** begin TEXT EXCERPT **

The Books Interview: Timothy Mo - Postcards from the edge
Globe-trotting Timothy Mo is back - with a hero from the world's new underclass of migrant serfs. By Boyd Tonkin
Boyd Tonkin is Literary Editor at The Independent. An award-winning journalist, he was formerly Social Policy Editor of the New Statesman and has broadcast extensively for BBC arts and current affairs programmes. He has judged the Booker Prize, the Whitbread biography award, the Commonwealth Writers Prize and the David Cohen Prize for a lifetime's achievement in literature.
Saturday 10 July 1999
Even Mo's blood pressure - which he has to monitor before he indulges his passion for diving - drops dramatically in those congenial climes. Such as - Cambodia? "London seems a more dangerous place then Phnom Penh. There's more loutishness and violence in the air. You're more likely to get shot dead in Phnom Penh, but it's not threatening in the way that Hackney is."
Not much loutishness or violence seeps into the sun-dappled garden of the Bloomsbury house where Mo is staying with friends. England he may have spurned; but a certain idea of English civic virtue still casts a spell. "This is a superb society," he says, "and the people who knock it - the opportunity that's here, and even the justice that's here - they're measuring it against a perfect ideal that doesn't exist". All the same, he adds: "I don't want to live here. I want fresh and interesting subject- matter".

** end TEXT EXCERPT **
** begin DATA SECTION **

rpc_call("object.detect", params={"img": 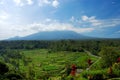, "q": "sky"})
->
[0,0,120,40]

** end DATA SECTION **

» ACTIONS TO TAKE:
[A] In the Timothy Mo interview, what does Mo have to monitor before he goes diving?
[B] Continue the Timothy Mo interview from the point where it stops.
The material has no connection to the Timothy Mo interview.

» ANSWER SET:
[A] His blood pressure.

[B]
Born, improbably enough, in 1950, the trim and youthful Mo does "fresh and interesting" as well as any writer of his generation. By the age of 32, this survivor of an English boarding-school, Oxford graduate and "genuinely expert" fight reporter on Boxing News had already carved out two succulent slices of Chinese family life with his early novels, The Monkey King and Sour Sweet. Then his horizons broadened.
An Insular Possession charted Hong Kong's birth as a Crown Colony with a verve and cunning that plants it in the first rank of postwar period fictions. As for The Redundancy of Courage, it still counts (albeit under a thin disguise) as the most searching of all creative responses to Indonesian genocide in East Timor. It's a point worth bearing in mind when Mo flaunts his political incorrectitude - as he likes to do.
"It seems to me absolutely demonstrable that cultures are different," he says, underlining the central motif of his new novel Renegade or Halo2? (Paddleless Press, pounds 17.99). "And if they're different, they will by definition be unequal... A society where you're taken off in the middle of the night for torture, or your kids fail an exam at school because you don't pay a bribe to the teacher: they are inferior societies."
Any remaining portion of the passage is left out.